**QUOTED TEXT:**
-- start --

Production of the 2011 model Camaro convertible started in January that same year, and the very first (#001) was purchased at Barrett-Jackson by Rick Hendrick, who is known for purchasing the very first model when it comes to Camaros and Corvettes. Available with the same exact options as the Camaro coupe, the convertible version was available in all trims and with any powerplant offered at the time. Convertibles were given an aluminum brace installed over the engine and under the transmission. Also, certain colors were not available due to the 2011 Fukushima earthquake causing lack of pigments.
After a two-year delay (with domestic demand to blame), an export version (not including Japanese version) was introduced in November 2011. This version featured unique tail lamps with turn signals and reverse, larger rear view mirrors on the outside with integrated turn signals, and other changes.
For 2012, a commemorative 45th anniversary model was built and finished in Carbon Flash Metallic, although not continuous throughout the entire period. Other highlights of the anniversary edition included exclusive 20-inch wheels, unique stripe package, and interior stitching in red, white, and blue. For power, an updated version of the 3.6-liter "LFX" V6 engine was available and made 323-horsepower, and suspension upgrades were given to the SS model. All Camaro models were given an RS spoiler and taillight decals, Bluetooth connectivity controls, and volume and radio controls on the steering wheel.

-- end --

**ACTIONS TO TAKE:**
[A] Answer these questions from the Camaro text:
(i) Who bought the very first 2011 Camaro convertible?
(ii) In what month and year was the export version introduced?
(iii) What paint finish was used on the 45th anniversary model?
[B] Turn the paragraph of the Camaro text beginning "For 2012, a commemorative 45th anniversary model" into a short bulleted list that keeps its main facts.
[C] Write out the part of the Camaro text between "After a two-year" and "and other changes.", inclusive.

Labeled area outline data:
-- start --

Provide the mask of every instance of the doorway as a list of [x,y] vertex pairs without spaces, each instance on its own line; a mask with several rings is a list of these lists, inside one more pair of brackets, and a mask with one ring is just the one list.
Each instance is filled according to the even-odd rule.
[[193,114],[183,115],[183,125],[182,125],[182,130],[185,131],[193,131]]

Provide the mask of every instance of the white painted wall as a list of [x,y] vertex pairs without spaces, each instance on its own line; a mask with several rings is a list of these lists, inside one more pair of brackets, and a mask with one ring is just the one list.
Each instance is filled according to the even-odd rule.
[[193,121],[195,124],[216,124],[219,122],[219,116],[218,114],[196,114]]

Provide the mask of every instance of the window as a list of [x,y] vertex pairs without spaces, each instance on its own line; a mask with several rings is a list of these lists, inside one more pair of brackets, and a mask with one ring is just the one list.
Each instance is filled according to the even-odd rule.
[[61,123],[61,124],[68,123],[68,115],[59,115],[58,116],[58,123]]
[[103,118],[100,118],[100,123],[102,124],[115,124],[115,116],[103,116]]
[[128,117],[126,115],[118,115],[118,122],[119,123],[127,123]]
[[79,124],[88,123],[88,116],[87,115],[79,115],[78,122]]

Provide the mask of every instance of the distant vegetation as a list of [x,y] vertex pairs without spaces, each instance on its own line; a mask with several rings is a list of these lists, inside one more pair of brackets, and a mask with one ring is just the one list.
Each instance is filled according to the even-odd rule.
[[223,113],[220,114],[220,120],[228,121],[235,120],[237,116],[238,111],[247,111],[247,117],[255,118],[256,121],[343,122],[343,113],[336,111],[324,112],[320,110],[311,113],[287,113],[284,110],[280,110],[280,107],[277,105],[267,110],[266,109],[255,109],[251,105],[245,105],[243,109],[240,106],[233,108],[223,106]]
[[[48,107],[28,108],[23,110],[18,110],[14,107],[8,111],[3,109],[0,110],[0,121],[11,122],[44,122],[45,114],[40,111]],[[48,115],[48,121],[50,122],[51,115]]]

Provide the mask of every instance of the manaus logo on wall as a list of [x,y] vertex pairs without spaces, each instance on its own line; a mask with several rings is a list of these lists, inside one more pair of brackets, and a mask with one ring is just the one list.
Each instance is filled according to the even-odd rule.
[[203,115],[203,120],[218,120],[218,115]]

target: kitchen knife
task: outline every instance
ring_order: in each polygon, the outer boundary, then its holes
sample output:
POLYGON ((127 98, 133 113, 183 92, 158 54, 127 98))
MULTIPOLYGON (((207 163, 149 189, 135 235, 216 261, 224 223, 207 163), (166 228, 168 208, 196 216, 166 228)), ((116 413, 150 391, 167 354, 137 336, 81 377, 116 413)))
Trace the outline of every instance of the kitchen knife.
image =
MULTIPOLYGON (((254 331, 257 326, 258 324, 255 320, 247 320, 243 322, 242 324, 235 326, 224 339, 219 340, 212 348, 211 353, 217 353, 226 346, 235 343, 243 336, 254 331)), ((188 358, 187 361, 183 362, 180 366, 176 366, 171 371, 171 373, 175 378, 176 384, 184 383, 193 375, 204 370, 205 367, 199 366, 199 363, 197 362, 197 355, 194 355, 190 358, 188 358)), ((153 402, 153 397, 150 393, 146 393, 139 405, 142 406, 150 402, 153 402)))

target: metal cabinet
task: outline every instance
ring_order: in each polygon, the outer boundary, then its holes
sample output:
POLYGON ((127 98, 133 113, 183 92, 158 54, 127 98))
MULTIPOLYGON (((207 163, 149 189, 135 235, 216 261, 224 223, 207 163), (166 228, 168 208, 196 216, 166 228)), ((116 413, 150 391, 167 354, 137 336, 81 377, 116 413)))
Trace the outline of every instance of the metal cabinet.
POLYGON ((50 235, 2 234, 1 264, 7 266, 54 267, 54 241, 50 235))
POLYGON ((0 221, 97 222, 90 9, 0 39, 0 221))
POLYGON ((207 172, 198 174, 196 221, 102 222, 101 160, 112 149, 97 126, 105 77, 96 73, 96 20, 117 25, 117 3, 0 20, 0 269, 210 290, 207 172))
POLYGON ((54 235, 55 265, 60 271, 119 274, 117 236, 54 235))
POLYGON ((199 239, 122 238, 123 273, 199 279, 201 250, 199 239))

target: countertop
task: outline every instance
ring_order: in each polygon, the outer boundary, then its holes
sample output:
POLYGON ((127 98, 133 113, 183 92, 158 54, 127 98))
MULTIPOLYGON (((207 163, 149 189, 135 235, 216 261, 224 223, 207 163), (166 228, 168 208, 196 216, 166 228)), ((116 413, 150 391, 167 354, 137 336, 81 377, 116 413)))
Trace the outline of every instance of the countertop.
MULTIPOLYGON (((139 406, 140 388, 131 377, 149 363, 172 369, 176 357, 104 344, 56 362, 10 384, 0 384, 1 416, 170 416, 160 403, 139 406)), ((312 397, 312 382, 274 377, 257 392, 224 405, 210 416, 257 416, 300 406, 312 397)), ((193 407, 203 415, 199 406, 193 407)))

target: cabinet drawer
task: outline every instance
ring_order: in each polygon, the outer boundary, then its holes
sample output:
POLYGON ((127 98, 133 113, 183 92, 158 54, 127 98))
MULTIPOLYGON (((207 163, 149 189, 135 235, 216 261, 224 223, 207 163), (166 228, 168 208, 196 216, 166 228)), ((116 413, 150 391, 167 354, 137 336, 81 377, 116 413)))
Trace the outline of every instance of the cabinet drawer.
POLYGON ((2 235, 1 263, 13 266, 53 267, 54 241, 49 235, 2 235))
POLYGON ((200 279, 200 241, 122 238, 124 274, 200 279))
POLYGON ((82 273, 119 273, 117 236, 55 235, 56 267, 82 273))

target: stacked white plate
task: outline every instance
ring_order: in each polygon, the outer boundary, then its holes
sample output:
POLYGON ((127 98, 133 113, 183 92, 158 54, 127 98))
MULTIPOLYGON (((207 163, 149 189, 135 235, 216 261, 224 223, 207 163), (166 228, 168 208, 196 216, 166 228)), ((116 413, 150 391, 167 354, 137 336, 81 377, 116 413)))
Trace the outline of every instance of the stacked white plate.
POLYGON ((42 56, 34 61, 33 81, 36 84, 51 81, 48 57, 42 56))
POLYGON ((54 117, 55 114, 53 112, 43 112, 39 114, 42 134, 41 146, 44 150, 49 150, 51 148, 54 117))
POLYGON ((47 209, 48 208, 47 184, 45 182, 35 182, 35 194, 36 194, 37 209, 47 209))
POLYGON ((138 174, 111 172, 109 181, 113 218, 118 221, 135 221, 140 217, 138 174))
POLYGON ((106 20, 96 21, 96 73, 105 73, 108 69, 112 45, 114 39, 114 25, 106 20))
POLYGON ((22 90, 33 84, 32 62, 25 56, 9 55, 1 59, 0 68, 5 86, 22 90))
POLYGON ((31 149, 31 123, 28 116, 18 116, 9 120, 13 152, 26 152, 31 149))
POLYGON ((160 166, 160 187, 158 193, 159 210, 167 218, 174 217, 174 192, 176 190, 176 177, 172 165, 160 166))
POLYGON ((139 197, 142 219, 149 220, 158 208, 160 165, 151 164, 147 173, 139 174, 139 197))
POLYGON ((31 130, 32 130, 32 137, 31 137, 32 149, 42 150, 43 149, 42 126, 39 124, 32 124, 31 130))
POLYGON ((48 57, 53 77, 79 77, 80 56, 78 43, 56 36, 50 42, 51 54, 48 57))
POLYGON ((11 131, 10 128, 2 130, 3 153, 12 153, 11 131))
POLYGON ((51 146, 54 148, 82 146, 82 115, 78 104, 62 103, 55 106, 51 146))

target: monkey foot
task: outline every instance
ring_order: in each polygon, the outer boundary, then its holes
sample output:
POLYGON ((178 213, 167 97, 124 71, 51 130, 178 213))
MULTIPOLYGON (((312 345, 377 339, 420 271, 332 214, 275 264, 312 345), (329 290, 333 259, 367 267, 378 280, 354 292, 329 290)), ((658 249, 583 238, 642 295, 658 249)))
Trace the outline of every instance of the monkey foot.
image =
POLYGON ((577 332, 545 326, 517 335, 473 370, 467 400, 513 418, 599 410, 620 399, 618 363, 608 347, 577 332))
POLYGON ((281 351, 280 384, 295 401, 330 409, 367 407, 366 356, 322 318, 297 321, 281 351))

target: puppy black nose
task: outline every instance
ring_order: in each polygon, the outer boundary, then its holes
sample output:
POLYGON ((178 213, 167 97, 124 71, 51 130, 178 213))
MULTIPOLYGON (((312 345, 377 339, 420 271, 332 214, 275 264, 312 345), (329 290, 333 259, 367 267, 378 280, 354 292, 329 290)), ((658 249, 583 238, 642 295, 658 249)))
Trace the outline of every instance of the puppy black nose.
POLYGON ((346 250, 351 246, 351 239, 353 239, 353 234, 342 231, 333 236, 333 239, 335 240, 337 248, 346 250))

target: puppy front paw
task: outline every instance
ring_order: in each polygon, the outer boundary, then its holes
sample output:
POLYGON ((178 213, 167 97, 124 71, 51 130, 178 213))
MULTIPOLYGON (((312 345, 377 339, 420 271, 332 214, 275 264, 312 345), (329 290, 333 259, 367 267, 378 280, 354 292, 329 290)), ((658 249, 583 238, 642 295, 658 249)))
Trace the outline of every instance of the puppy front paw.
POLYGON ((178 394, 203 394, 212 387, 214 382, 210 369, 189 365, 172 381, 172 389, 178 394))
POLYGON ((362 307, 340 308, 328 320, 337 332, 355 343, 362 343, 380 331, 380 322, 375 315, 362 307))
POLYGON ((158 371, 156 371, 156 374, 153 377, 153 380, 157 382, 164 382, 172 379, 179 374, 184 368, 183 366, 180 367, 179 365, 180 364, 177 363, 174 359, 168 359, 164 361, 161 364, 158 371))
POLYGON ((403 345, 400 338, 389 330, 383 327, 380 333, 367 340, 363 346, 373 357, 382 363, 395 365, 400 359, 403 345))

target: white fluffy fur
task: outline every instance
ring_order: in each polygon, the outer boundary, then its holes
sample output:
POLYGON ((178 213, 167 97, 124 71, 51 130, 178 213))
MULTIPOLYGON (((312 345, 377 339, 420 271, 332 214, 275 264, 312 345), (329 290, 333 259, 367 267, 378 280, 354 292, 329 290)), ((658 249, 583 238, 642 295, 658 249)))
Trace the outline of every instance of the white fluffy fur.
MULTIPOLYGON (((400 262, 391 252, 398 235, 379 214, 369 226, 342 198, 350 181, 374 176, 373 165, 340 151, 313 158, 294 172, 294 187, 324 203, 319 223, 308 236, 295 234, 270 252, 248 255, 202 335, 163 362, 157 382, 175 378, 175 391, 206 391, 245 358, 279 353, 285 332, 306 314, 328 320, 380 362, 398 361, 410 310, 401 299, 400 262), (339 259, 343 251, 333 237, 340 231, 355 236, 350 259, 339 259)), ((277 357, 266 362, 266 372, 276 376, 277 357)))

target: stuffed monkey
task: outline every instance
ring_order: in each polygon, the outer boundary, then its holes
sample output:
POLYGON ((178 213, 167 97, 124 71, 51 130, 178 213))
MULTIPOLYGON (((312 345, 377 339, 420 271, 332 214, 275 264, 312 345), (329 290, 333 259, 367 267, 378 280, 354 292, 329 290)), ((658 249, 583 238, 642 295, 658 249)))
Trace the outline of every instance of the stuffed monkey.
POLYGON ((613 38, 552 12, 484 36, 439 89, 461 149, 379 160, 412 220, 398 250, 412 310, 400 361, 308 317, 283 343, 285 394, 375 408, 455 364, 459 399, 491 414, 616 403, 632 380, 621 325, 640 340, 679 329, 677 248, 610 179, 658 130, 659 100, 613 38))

-- end --

**EXPECTED ANSWERS:**
[A]
(i) Rick Hendrick bought it at Barrett-Jackson.
(ii) November 2011.
(iii) Carbon Flash Metallic.

[B]
- A 45th anniversary model was built for 2012, finished in Carbon Flash Metallic.
- It had exclusive 20-inch wheels, a unique stripe package, and red, white, and blue interior stitching.
- An updated 3.6-liter "LFX" V6 producing 323 horsepower was available.
- The SS model received suspension upgrades.
- All Camaro models got an RS spoiler, taillight decals, Bluetooth connectivity controls, and steering-wheel volume and radio controls.

[C]
After a two-year delay (with domestic demand to blame), an export version (not including Japanese version) was introduced in November 2011. This version featured unique tail lamps with turn signals and reverse, larger rear view mirrors on the outside with integrated turn signals, and other changes.